Извлечённый текст:
Книга А мы с тобой, брат, из пехоты. "Из адов ад", страница 55. Автор книги Артем Драбкин

Разделитель для чтения книг в онлайн библиотеке

Онлайн книга «А мы с тобой, брат, из пехоты. "Из адов ад"»

Cтраница 55

— Сталкивались со СМЕРШем?

— Нет, но сталкивался с военным трибуналом. Когда форсировали Вислу, один солдат из полка прострелил себе ладошку из автомата. Дальше санвзвода, которым командовал понимающий старшина, он не ушел. Тогда остатки полка вывели во второй эшелон, поскольку в ротах осталось по 5–10 человек. Вдруг выводят этого солдата с перевязанной рукой, выходит офицер, что-то зачитывает, прислушались, оказывается, осужден военным трибуналом нашей дивизии за членовредительство. Приговорили его к расстрелу. Нас спросили: «Кто хочет принять участие в исполнении приговора?» Весь полк, и я в том числе, поднял руки. Отобрали десять человек. Я в эту команду не попал. Скомандовали: «Пли!» Труп сбросили в траншею, срубили ее стенки — вот и могила. Команда: «Полк направо, шагом марш!» И больше ни одного случая членовредительства в полку не было. Отношение к этому было такое: правильно сделали, что расстреляли. Это предатель, трус, который может тебя предать в любом бою, на него надеяться нельзя.

— Самое опасное для вас немецкое оружие?

— Пулемет МГ-34… Хороший, меткий, скорострельный пулемет. Лучше нашего дегтяревского ДП, но не лучше нашего «максима». Наш «максим» — это действительно сила!

— Был какой-то случай, когда вы были уверены, что кого-то убили…

— Такого не было. Я пульс не щупал, сказать не могу.

— В атаку шли, бежали?

— В хорошем темпе: «Бегом! Бегом! Не отставай!»

— Командиры следили за тем, чтобы солдаты вели огонь?

— Стрелять нужно было все время, чтобы заставить немцев вести неприцельный огонь.

— С танками приходилось сталкиваться?

— Да. Мечтал, чтобы подошел поближе, не подошел. Была мечта — сбить немецкий самолет, чтобы получить за него орден. Я не раз видел лицо летчика, когда он в нас стрелял. Я стрелял, но из винтовки черта с два самолет собьешь! Но стремление было.

Что нужно сделать:
(1) Какое стрелковое оружие упоминается в отрывке из книги о пехоте? Перечислите его полностью.
(2) Сколько человек отобрали из полка для исполнения приговора, согласно отрывку из книги о пехоте?
(3) Продолжите отрывок из книги о пехоте, начав сразу после его последней фразы.
Строки далее — самостоятельный материал.

[Строки с ограничивающими рамками]
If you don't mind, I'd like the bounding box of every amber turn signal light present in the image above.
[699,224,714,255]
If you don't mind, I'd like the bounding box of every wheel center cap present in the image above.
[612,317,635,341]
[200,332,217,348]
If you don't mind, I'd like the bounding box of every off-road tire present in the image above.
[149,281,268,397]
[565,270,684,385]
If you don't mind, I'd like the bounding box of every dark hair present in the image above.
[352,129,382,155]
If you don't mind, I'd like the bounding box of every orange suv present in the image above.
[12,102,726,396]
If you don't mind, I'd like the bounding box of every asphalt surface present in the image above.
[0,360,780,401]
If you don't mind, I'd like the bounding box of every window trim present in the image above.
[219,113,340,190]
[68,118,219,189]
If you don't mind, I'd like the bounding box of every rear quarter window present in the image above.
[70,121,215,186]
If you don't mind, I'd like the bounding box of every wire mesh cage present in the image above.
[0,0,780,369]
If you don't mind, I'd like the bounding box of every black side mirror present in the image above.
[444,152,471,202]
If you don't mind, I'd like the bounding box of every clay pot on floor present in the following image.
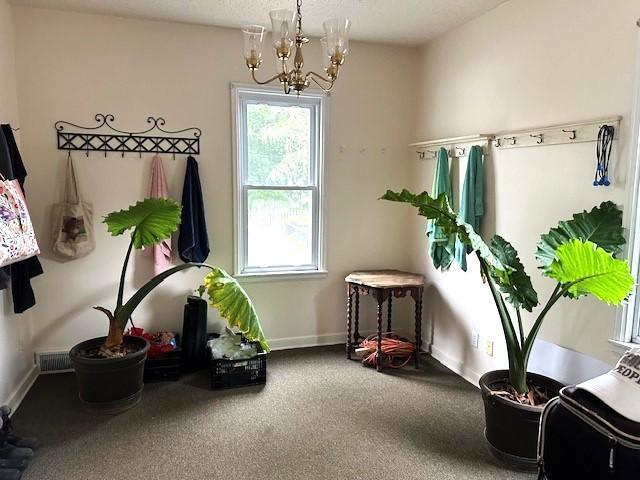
[480,370,564,470]
[69,336,149,414]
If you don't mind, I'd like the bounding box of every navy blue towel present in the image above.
[178,156,209,262]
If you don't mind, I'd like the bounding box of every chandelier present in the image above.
[242,0,351,94]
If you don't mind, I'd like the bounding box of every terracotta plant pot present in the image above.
[69,336,149,414]
[480,370,564,470]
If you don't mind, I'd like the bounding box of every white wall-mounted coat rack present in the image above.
[493,117,622,149]
[409,116,622,160]
[410,134,493,160]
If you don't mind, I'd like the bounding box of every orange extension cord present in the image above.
[360,332,415,368]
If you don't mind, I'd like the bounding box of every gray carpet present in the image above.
[14,347,535,480]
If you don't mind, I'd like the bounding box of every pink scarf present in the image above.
[149,154,171,275]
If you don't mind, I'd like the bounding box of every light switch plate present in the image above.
[484,339,493,357]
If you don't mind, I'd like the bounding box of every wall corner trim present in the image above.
[7,364,40,414]
[431,345,482,388]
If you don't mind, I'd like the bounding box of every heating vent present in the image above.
[36,352,73,373]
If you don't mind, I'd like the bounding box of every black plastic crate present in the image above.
[144,335,182,383]
[207,333,267,390]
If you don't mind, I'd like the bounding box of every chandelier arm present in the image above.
[305,71,335,88]
[251,68,280,85]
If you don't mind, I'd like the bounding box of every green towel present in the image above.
[427,148,455,271]
[456,145,484,272]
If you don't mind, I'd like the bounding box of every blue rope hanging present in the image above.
[593,125,615,187]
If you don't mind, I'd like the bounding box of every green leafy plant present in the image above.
[382,190,634,398]
[93,198,269,357]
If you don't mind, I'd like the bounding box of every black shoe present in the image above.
[0,468,22,480]
[0,459,29,470]
[0,405,40,450]
[0,443,33,464]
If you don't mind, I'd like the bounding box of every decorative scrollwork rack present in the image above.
[55,113,202,158]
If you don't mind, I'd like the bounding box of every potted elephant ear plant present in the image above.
[382,190,634,468]
[69,198,268,413]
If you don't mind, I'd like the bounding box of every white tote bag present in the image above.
[0,174,40,267]
[51,154,95,259]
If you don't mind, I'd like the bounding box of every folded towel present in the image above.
[456,145,484,272]
[149,154,171,275]
[178,156,209,262]
[427,148,455,271]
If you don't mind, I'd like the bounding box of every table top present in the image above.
[344,270,424,288]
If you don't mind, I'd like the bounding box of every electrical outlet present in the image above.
[471,332,480,348]
[484,339,493,357]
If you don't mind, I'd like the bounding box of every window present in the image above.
[613,20,640,347]
[232,85,326,275]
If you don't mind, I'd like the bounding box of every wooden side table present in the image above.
[344,270,424,371]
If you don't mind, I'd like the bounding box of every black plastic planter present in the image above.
[480,370,564,470]
[69,336,149,414]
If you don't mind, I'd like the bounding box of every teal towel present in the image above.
[456,145,484,272]
[427,148,455,271]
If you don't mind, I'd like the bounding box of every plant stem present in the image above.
[516,308,524,348]
[114,235,133,312]
[476,251,527,393]
[522,283,570,368]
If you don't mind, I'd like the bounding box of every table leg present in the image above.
[353,286,360,344]
[414,288,422,368]
[376,294,382,371]
[347,285,353,360]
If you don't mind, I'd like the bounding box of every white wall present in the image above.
[14,7,418,350]
[410,0,640,381]
[0,0,33,407]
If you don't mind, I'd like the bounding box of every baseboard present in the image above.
[7,364,39,413]
[268,332,347,350]
[429,345,482,388]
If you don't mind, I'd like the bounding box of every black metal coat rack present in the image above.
[55,113,202,158]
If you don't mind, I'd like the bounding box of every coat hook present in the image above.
[529,133,544,145]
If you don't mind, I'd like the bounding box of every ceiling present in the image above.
[11,0,507,45]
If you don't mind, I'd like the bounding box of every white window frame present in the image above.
[231,83,328,279]
[612,20,640,349]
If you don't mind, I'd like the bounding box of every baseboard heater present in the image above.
[36,351,73,373]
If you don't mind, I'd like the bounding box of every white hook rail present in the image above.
[493,117,622,149]
[409,116,622,159]
[410,134,493,160]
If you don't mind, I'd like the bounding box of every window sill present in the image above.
[609,338,640,355]
[233,270,329,283]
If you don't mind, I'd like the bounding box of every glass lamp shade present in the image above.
[320,37,338,80]
[322,18,351,65]
[320,37,331,71]
[242,25,264,68]
[269,10,295,58]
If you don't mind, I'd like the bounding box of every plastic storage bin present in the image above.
[207,334,267,390]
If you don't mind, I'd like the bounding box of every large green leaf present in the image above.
[104,198,182,249]
[114,263,215,331]
[545,239,634,305]
[490,235,538,312]
[381,189,510,272]
[536,202,625,270]
[200,267,269,352]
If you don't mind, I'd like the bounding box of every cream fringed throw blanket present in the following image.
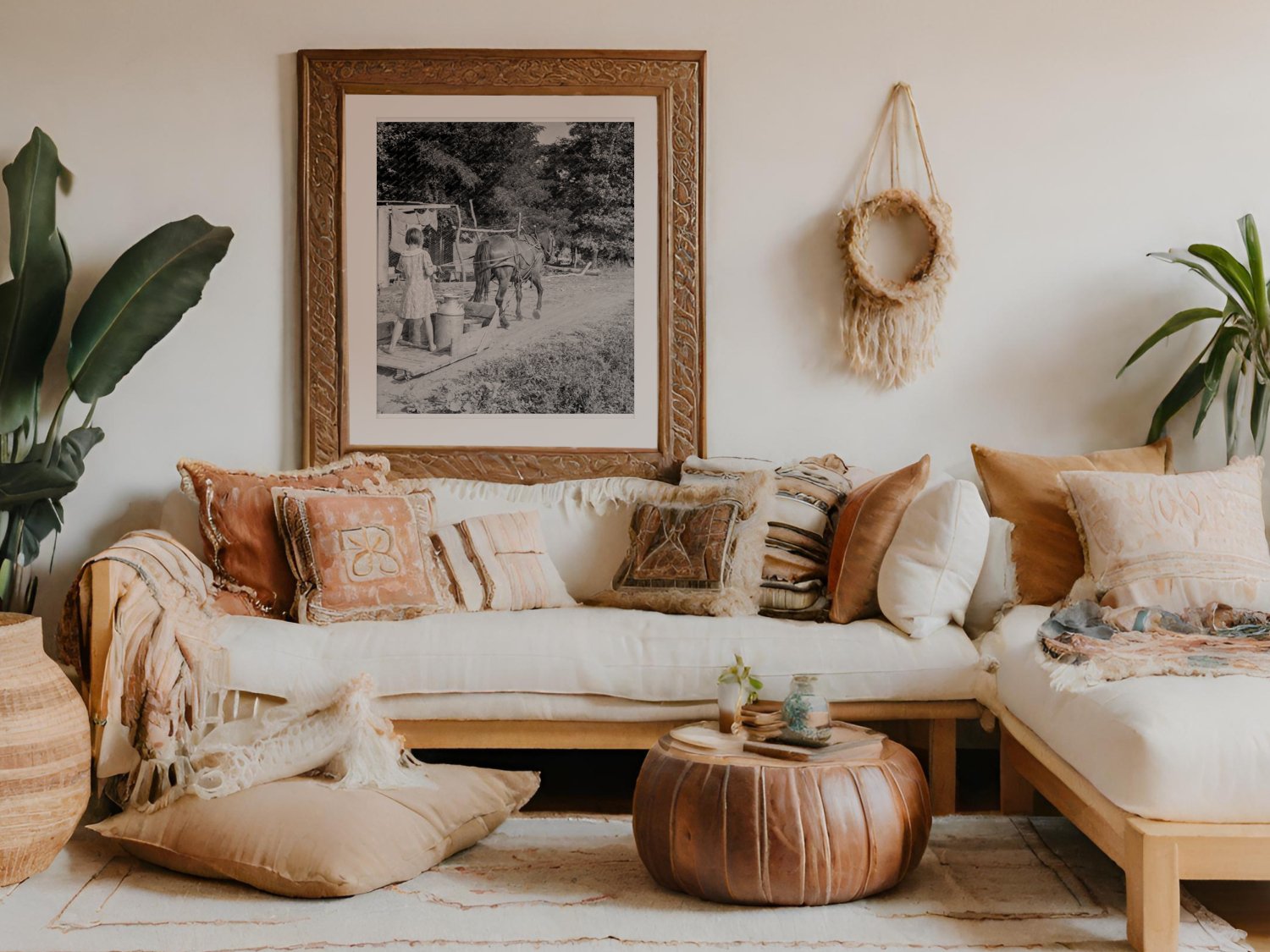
[1036,602,1270,691]
[58,532,429,812]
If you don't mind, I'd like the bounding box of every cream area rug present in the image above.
[0,815,1247,952]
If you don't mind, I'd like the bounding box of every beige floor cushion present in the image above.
[91,764,538,899]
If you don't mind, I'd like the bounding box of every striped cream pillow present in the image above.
[432,510,577,612]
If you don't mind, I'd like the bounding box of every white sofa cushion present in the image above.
[878,476,988,639]
[213,607,980,701]
[980,606,1270,823]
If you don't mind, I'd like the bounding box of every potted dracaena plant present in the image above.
[0,129,234,614]
[1117,215,1270,459]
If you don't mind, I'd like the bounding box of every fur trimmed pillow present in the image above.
[594,471,776,616]
[177,454,389,619]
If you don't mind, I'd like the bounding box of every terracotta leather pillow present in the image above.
[970,437,1173,606]
[177,454,389,619]
[273,487,456,625]
[91,764,538,899]
[830,456,931,625]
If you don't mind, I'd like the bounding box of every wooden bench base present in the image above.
[998,711,1270,952]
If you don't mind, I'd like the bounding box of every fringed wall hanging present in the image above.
[838,83,957,390]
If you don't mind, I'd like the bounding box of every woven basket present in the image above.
[0,614,91,886]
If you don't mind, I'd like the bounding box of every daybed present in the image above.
[80,480,980,814]
[980,606,1270,952]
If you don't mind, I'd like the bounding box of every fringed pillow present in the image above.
[273,489,456,625]
[680,454,873,619]
[177,454,389,619]
[596,471,776,616]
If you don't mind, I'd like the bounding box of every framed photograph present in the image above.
[299,50,705,482]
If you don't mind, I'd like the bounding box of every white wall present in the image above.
[0,0,1270,627]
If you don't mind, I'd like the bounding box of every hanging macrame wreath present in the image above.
[838,83,957,388]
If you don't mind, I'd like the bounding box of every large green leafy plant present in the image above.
[1117,215,1270,459]
[0,129,234,612]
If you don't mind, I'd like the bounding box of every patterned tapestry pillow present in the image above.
[273,489,456,625]
[680,454,873,619]
[177,454,389,619]
[596,471,775,616]
[1063,457,1270,612]
[433,510,578,612]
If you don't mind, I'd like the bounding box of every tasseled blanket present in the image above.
[58,531,429,812]
[1036,602,1270,691]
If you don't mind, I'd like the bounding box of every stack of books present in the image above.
[741,705,785,740]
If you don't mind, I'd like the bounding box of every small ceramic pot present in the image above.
[719,682,741,734]
[781,674,833,746]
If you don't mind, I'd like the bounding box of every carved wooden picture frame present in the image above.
[299,50,705,482]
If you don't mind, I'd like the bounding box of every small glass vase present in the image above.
[781,674,833,746]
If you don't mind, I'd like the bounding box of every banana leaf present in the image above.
[1251,380,1270,454]
[1240,215,1270,330]
[1115,307,1223,377]
[66,215,234,404]
[1191,327,1247,437]
[1186,245,1257,315]
[1147,358,1206,443]
[1147,248,1240,310]
[0,129,71,433]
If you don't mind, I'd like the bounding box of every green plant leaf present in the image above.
[66,215,234,404]
[0,459,76,509]
[1147,248,1239,310]
[1191,327,1245,437]
[1224,355,1252,462]
[0,129,71,433]
[1186,245,1257,315]
[1147,358,1206,443]
[1115,307,1223,377]
[1250,380,1270,454]
[1240,212,1270,329]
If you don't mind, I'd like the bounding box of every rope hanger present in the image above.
[838,83,957,388]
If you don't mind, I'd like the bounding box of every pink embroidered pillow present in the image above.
[273,489,456,625]
[433,510,577,612]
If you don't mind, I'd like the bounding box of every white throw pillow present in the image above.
[965,515,1019,637]
[878,479,988,639]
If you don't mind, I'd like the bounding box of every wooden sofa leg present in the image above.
[1001,726,1036,817]
[926,718,957,817]
[1124,820,1181,952]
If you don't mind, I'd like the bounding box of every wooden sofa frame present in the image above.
[997,711,1270,952]
[83,560,983,815]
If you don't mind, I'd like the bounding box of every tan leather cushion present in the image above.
[177,454,389,619]
[273,487,456,625]
[91,764,538,899]
[830,456,931,625]
[970,437,1173,606]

Письменные ответы:
(1) Пулемет МГ-34, дегтяревский ДП, «максим», автомат, винтовка.

(2) Десять человек.

(3)
В госпитале я провалялся три с половиной месяца и был отправлен в 390-й фронтовой запасной полк, в пулеметный батальон. Освоил «максим», откормился и посвежел. Почему? Потому что я был не только в запасном полку, а еще причислен к охотничьему взводу. Я похвалился, что вместе с папой ходил на охоту. Говорят: «О! Хорошо, будешь бить кабанов, чтобы солдатам доставалось больше мяса». Я охотился на кабанов в Беловежской пуще. До сих пор помню, как на меня выскочил секач, который в холке мне был аж до груди и метра полтора длиной, здоровый такой, с клыками. Я в него из автомата — он на меня. Я за сосну, вспомнил, что когда-то она меня спасла. Он меня начал гонять вокруг этой сосны. Опять повезло — рядом оказался солдат, старше меня в два раза, по фамилии Новак, из освобожденной Украины. Он из трехлинейки — тюк и с ходу уложил его. Я остался опять жив-здоров. В общем, я, как говорится, имел лишний кусочек и, когда нас привели на распредпункт, стоял по сравнению с другими весьма бодро. Ко мне подходили «купцы»:

— Пойдем ко мне?

— Куда?

— В саперы.

— Я не сапер.

— Пойдем ко мне?

— Куда?

— В артиллерию.

— Я не знаю артиллерию.

И вот подходит ко мне старший лейтенант, армянин:

— Слушай, ты кто такой? Пойдешь ко мне? Я командир стрелковой роты.

— И я тоже пехотинец, пойду.

Звали его Сережа Арбаньян. Так я оказался опять в пехоте, в роте 117-го полка 23-й стрелковой дивизии 61-й армии, которой командовал герой боев под Москвой Белов Павел Алексеевич. Я с этими войсками освобождал Варшаву, шел к Берлину… Подошли к Одеру. Остановились. Тут прибежал связной от командира батальона к командиру нашей роты, к Сереже. Он побежал. Возвращается — и ко мне: «Бегом к комбату». Я побежал по траншее, прибежал к комбату.

— У тебя сколько классов образования?

— Девять классов.

— У-у-у. — У всех-то было 5–7 классов, так что я числился академиком.

— Комсомолец?

— Да.

— У тебя что в роте осталось?

— Вещмешок.

— Бегом туда и обратно сюда. Поедешь на армейские курсы младших лейтенантов. Курсы находятся в 30 километрах в Кирице, где штаб армии.

— Я не хочу быть офицером! Скоро война закончится, я хочу быть юристом, как мой отец!

— Тебе что сказали? Через четыре месяца чтобы приехал ко мне в батальон младшим лейтенантом. Понял? А то свяжем и отвезем туда.

— Есть!

Пришел, говорю:

— Товарищ старший лейтенант, вы что же меня предали?! Мы с вами так хорошо воевали!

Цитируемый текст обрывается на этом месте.